• _Given instruction 1_
Find every row below that contains the word "masonry", with matching case, and copy each of those rows.

• _Passage shown_
Essaouira: Magic of Morocco

By Philip Game

From Meknes to Marrakech, the ancient cities of Morocco each wear their signature colours. Philip Game explores the sleepy blue-and-white sea port of Essaouira.

The sleepy port of Essaouira is a huddle of white-washed and fading buildings. Photo / Supplied
The sleepy port of Essaouira is a huddle of white-washed and fading buildings. Photo / Supplied

From the fiery brick-red of Marrakech to the lemon tints of Meknes, Morocco's older cities seem almost to be colour-coded.

The sleepy Atlantic port of Essaouira is a huddle of whitewashed cubes, trimmed in Mediterranean blue, an arresting yet restful combination and reward enough for the two-hour journey from bustling Marrakech.

This was once the city of purple, as the dyes for the imperial robes of Rome were extracted from shellfish harvested on the rocky islands offshore.

From Phoenician times the city they called Mogador was the sea port for Timbuktu, trading European goods for gold, salt, ostrich feathers and slaves from Black Africa. Privateers such as Sir Francis Drake called by uninvited, until an 18th-century sultan commissioned a French architect to lay out a fortified city of rectangular avenues protected by imposing ramparts.

Even so, Bedouin raiders continued to swoop in from the desert, carrying off the merchants' wives for ransom.

These days the only event on a sleepy afternoon in Essaouira is the landing of the fishermen's catch. The flapping fins and fillets feast the eyes and stomachs of a growing number of tourists, typically well-heeled European couples. The underclass of touts and self-styled guides which plagues busier parts of Morocco has, thankfully, not yet appeared.

• _Given instruction 2_
From the Essaouira article above, reproduce the passage that begins at the words "Essaouira: Magic of" and stops after "port of Essaouira.", word for word.

• _Dataset entries_
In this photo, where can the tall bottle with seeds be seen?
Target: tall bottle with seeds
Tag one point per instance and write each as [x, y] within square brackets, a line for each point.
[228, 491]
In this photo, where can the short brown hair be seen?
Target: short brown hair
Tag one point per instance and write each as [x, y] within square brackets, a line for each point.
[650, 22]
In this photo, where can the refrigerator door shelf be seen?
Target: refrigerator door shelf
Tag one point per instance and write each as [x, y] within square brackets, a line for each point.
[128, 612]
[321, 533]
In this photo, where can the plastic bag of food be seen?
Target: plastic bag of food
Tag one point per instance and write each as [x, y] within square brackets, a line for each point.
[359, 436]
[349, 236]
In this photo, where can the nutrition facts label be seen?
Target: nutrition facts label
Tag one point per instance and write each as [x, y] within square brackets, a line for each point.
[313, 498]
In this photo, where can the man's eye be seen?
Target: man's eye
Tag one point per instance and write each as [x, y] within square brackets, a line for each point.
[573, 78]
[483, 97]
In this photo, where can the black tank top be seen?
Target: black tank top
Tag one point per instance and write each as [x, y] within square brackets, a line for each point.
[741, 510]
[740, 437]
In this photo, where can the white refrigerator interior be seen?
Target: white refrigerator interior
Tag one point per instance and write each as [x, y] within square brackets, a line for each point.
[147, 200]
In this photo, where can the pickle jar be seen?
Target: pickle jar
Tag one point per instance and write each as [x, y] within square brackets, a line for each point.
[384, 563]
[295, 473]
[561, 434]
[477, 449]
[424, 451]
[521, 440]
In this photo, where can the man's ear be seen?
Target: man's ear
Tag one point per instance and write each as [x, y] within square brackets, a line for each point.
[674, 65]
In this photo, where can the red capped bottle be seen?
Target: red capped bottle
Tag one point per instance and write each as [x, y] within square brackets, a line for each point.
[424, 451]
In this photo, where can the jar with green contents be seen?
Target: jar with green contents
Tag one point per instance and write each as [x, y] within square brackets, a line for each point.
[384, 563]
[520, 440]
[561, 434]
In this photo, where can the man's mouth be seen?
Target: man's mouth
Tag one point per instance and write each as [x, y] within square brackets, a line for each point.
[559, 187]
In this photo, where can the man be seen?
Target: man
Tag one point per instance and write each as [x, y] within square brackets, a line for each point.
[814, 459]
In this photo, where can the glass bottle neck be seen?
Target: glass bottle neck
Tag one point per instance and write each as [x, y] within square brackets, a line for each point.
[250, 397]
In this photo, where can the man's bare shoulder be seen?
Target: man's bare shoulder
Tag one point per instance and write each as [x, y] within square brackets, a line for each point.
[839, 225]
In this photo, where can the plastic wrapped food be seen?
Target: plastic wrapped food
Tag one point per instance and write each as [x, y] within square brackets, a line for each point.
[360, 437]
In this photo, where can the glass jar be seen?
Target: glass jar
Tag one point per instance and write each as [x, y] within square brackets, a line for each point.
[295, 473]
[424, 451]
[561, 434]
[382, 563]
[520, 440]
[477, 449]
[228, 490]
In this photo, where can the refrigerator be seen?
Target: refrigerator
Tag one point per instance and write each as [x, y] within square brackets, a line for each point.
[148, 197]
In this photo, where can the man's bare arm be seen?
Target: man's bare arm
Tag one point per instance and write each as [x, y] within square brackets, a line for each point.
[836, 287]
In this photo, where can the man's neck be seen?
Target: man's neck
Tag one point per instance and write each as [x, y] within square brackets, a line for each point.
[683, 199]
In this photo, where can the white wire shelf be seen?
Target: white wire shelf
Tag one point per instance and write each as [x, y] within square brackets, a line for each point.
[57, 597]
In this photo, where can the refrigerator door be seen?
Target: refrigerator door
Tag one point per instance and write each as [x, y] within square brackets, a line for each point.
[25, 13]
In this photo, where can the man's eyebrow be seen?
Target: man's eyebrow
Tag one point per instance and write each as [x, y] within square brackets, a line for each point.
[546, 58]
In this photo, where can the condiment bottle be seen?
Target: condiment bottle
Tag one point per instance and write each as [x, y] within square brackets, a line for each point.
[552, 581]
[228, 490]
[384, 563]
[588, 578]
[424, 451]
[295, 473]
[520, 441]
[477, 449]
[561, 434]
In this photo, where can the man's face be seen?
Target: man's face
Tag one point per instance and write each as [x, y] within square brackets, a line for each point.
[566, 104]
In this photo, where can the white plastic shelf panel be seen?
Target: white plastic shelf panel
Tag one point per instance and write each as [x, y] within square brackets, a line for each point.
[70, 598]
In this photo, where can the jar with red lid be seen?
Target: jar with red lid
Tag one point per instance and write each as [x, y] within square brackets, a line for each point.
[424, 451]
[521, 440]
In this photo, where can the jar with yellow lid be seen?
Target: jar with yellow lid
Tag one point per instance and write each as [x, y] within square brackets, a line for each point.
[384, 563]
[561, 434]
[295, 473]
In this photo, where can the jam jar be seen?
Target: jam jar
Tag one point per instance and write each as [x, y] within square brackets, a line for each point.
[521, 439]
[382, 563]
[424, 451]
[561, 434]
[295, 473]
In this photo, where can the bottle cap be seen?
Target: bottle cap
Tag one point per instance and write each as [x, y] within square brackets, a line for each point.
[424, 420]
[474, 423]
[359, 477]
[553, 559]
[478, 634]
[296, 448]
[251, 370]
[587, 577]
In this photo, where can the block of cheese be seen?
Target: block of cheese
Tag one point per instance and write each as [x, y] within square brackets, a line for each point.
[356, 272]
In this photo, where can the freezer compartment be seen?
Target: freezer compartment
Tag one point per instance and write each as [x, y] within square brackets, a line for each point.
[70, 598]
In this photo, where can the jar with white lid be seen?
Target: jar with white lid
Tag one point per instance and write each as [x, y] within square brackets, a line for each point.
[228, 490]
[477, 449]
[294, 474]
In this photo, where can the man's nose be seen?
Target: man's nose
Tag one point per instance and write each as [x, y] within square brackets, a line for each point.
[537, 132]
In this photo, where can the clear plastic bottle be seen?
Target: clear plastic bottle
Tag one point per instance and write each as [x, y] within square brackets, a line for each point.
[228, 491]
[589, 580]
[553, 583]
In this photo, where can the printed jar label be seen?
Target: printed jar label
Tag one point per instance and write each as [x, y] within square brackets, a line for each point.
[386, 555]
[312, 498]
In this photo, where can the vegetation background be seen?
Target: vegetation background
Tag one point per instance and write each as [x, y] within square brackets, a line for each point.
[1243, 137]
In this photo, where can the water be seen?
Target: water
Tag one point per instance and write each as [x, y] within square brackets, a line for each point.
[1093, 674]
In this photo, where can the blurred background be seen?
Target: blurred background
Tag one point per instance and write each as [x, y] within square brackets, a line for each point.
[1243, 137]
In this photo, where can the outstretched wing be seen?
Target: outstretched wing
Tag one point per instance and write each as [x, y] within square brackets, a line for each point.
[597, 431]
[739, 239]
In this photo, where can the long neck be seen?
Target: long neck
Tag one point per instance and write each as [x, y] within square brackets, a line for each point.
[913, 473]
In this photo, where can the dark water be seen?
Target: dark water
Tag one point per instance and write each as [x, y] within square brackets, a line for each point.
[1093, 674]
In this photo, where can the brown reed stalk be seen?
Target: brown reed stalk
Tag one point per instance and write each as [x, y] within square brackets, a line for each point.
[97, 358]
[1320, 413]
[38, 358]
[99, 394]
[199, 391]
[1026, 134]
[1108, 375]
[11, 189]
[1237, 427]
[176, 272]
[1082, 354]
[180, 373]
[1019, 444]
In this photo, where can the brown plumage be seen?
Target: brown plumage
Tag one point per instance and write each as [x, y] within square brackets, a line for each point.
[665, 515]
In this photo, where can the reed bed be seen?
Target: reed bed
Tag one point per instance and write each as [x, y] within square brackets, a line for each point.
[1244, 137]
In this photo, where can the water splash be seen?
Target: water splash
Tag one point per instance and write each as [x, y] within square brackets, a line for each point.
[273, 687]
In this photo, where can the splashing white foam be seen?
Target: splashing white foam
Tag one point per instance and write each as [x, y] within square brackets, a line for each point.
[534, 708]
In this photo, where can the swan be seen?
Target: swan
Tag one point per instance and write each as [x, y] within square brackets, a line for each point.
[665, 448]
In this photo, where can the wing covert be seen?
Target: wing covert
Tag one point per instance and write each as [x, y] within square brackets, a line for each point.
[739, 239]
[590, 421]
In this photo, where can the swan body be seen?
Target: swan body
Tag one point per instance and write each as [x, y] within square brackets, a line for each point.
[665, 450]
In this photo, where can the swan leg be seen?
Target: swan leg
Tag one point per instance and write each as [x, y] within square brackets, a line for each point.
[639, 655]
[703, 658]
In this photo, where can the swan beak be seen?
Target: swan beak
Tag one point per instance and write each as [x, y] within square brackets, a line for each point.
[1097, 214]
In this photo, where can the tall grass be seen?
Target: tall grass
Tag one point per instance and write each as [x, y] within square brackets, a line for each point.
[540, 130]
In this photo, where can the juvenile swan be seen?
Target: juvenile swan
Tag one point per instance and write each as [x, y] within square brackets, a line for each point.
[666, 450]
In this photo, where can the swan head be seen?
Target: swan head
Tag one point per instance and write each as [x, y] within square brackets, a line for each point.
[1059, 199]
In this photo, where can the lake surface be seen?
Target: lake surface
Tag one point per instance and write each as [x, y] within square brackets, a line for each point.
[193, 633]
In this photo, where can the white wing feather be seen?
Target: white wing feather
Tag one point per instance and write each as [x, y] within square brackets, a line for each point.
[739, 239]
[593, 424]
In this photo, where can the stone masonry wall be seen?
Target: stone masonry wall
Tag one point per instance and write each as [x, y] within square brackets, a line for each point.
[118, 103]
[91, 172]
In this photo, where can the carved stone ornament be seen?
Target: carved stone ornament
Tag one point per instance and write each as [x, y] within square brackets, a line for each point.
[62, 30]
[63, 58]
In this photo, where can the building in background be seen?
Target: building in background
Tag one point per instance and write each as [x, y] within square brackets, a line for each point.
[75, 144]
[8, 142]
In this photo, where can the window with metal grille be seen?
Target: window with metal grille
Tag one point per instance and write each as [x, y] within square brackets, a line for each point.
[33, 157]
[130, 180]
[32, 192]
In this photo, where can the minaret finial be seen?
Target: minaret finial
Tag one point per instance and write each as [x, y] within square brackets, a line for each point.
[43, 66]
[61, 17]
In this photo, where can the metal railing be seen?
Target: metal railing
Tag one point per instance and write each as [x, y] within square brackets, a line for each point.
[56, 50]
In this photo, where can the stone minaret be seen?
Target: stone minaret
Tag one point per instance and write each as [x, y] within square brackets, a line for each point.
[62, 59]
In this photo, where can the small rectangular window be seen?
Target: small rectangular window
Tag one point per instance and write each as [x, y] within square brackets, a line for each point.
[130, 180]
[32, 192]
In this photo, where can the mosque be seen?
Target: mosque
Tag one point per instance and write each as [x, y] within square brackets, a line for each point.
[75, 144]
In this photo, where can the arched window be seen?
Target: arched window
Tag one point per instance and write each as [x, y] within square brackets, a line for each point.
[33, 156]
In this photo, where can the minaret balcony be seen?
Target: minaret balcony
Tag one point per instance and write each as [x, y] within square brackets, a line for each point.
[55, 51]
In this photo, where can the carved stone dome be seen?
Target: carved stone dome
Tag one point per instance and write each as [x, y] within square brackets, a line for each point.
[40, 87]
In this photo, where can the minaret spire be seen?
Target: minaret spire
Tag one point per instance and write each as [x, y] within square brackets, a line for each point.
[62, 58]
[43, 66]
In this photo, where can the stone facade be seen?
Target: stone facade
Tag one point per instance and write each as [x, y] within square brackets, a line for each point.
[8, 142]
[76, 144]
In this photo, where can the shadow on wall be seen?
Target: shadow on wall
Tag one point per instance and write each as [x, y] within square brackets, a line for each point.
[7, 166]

• _Result 1_
In this photo, where can the stone masonry wall be seen?
Target: stone masonry wall

• _Result 2_
Essaouira: Magic of Morocco

By Philip Game

From Meknes to Marrakech, the ancient cities of Morocco each wear their signature colours. Philip Game explores the sleepy blue-and-white sea port of Essaouira.